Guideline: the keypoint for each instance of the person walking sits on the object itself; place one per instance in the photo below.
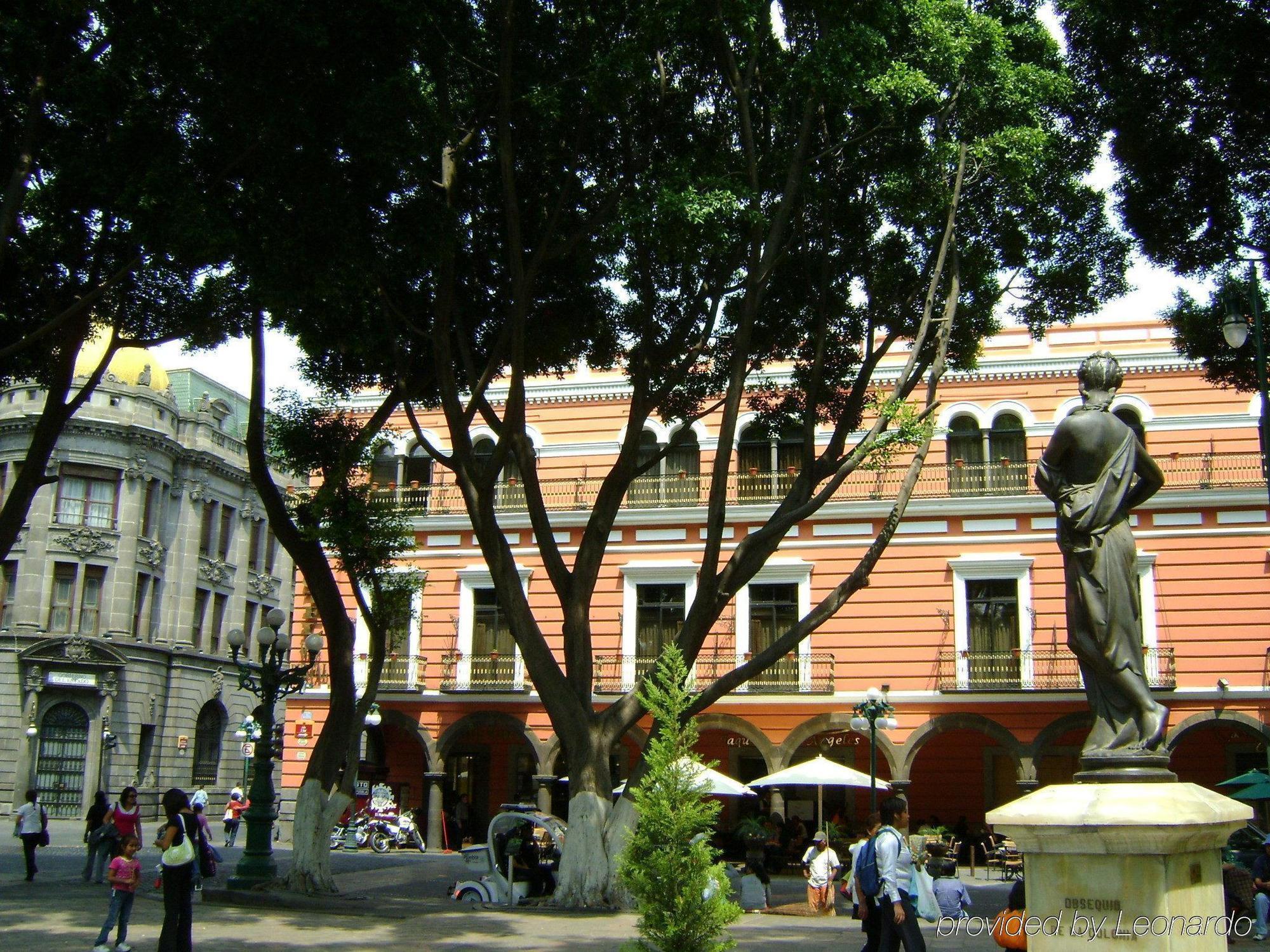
(124, 875)
(233, 817)
(180, 845)
(126, 816)
(100, 838)
(896, 909)
(820, 866)
(31, 826)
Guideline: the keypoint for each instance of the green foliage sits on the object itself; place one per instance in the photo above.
(674, 874)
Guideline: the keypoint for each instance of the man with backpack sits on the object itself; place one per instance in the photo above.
(885, 868)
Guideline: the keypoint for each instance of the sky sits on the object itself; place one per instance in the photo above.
(1153, 291)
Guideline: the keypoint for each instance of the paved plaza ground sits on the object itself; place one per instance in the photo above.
(404, 894)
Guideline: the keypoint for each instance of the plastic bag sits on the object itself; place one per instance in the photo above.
(928, 908)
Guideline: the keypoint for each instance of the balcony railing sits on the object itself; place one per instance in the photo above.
(1193, 472)
(1039, 670)
(794, 675)
(483, 673)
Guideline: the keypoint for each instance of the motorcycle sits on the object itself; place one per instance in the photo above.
(402, 832)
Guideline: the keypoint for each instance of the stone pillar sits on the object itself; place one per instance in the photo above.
(544, 788)
(435, 838)
(1123, 866)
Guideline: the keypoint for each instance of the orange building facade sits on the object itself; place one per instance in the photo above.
(963, 624)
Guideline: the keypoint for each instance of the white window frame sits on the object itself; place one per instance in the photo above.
(363, 637)
(653, 573)
(778, 572)
(1001, 565)
(478, 577)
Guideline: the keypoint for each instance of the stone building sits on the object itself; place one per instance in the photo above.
(116, 602)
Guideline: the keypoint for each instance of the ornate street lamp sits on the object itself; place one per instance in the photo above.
(271, 680)
(1235, 329)
(869, 715)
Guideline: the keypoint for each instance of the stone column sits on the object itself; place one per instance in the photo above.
(544, 785)
(434, 837)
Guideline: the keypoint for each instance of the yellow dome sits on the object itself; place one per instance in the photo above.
(130, 365)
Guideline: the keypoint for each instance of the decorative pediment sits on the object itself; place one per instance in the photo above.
(73, 651)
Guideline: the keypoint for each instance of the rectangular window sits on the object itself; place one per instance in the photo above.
(87, 498)
(140, 606)
(658, 619)
(206, 530)
(91, 600)
(219, 606)
(773, 612)
(253, 553)
(152, 516)
(63, 598)
(196, 629)
(8, 592)
(227, 535)
(993, 616)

• _What you will do_: Copy, without any change, the run of lines from the one with "Guideline: the keypoint for each instance of the decorative" through the end of the entries above.

• _Your solution_:
Guideline: the keypoint for each instance of the decorative pediment sits on the object itself; place one per instance in the photo above.
(73, 651)
Guideline: the keypoint for each instance of the rectangular window sits on the object itself; place one per instance in the photo above.
(87, 498)
(140, 606)
(658, 619)
(206, 530)
(91, 600)
(219, 606)
(773, 612)
(253, 553)
(152, 516)
(63, 598)
(196, 629)
(8, 592)
(227, 535)
(993, 616)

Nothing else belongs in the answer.